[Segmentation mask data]
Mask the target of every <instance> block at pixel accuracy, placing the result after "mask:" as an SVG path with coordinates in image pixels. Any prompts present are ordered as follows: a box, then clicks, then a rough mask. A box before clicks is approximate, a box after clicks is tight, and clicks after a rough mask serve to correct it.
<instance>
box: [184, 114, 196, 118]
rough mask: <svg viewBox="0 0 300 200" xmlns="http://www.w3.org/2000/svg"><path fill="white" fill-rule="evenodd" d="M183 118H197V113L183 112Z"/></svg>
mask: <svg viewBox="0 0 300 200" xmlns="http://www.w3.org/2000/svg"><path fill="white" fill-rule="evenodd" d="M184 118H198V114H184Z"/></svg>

Task to complete>
Verbatim reproduction is required for the line holding "box: [184, 114, 196, 118]" and for every line after it in the records, with no other line included.

Solution to this task>
box: [184, 114, 196, 118]
rough mask: <svg viewBox="0 0 300 200" xmlns="http://www.w3.org/2000/svg"><path fill="white" fill-rule="evenodd" d="M183 118H197V113L183 112Z"/></svg>
mask: <svg viewBox="0 0 300 200" xmlns="http://www.w3.org/2000/svg"><path fill="white" fill-rule="evenodd" d="M184 118H198V114H184Z"/></svg>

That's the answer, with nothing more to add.